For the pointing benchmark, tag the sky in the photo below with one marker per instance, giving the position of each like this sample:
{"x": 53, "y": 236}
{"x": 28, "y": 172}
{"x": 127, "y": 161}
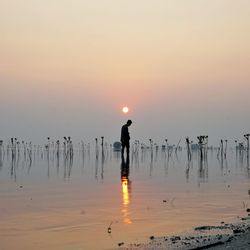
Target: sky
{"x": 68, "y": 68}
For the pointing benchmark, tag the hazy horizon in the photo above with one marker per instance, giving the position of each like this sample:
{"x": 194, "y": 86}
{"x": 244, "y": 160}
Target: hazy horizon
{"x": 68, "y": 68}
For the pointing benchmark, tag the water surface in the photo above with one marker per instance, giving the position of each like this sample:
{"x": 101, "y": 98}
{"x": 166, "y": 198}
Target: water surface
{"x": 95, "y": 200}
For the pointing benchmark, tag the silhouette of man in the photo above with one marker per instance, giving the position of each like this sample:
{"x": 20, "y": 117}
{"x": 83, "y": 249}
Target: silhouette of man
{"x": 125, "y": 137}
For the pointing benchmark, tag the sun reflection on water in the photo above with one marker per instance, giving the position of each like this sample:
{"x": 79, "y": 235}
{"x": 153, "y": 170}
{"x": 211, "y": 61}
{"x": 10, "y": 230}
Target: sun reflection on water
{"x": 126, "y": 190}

════

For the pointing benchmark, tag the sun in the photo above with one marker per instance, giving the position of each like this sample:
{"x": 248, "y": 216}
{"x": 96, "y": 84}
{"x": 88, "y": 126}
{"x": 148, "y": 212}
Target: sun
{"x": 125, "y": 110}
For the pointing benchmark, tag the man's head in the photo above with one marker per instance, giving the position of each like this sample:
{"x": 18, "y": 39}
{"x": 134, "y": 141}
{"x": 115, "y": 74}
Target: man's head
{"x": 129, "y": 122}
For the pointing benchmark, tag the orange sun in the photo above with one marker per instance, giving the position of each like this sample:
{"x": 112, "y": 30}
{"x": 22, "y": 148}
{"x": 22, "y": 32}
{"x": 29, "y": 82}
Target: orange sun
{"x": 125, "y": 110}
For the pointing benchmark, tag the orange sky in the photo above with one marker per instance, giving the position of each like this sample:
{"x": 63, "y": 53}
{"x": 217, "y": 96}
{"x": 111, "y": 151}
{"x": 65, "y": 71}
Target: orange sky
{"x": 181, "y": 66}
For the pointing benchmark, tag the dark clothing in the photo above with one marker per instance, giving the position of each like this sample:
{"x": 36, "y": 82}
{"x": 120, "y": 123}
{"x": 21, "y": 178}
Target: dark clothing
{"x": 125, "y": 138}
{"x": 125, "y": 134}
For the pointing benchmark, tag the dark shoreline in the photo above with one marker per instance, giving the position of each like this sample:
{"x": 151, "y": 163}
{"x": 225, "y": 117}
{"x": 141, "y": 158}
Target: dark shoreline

════

* [What is required]
Reproduce the listing above word for word, starting at the line with "For the pointing benchmark, tag the orange sky" and continuing up to and including the line with "Target: dark shoreline".

* [Solution to the problem]
For the pointing benchmark, tag the orange sky in the photo above with one marker per instance, giving the position of each like this sample:
{"x": 63, "y": 53}
{"x": 217, "y": 96}
{"x": 111, "y": 151}
{"x": 65, "y": 71}
Target: orange sky
{"x": 181, "y": 66}
For the pointing benchmark, tag the dark clothing in the photo above with one marker per instance, giving the position of each like this sample:
{"x": 36, "y": 82}
{"x": 120, "y": 123}
{"x": 21, "y": 178}
Target: dark clothing
{"x": 125, "y": 138}
{"x": 125, "y": 134}
For the pointing benchmark, tag the dark shoreline in the photo above with one marker per instance, giving the position of each like this sample:
{"x": 151, "y": 163}
{"x": 225, "y": 117}
{"x": 141, "y": 158}
Target: dark shoreline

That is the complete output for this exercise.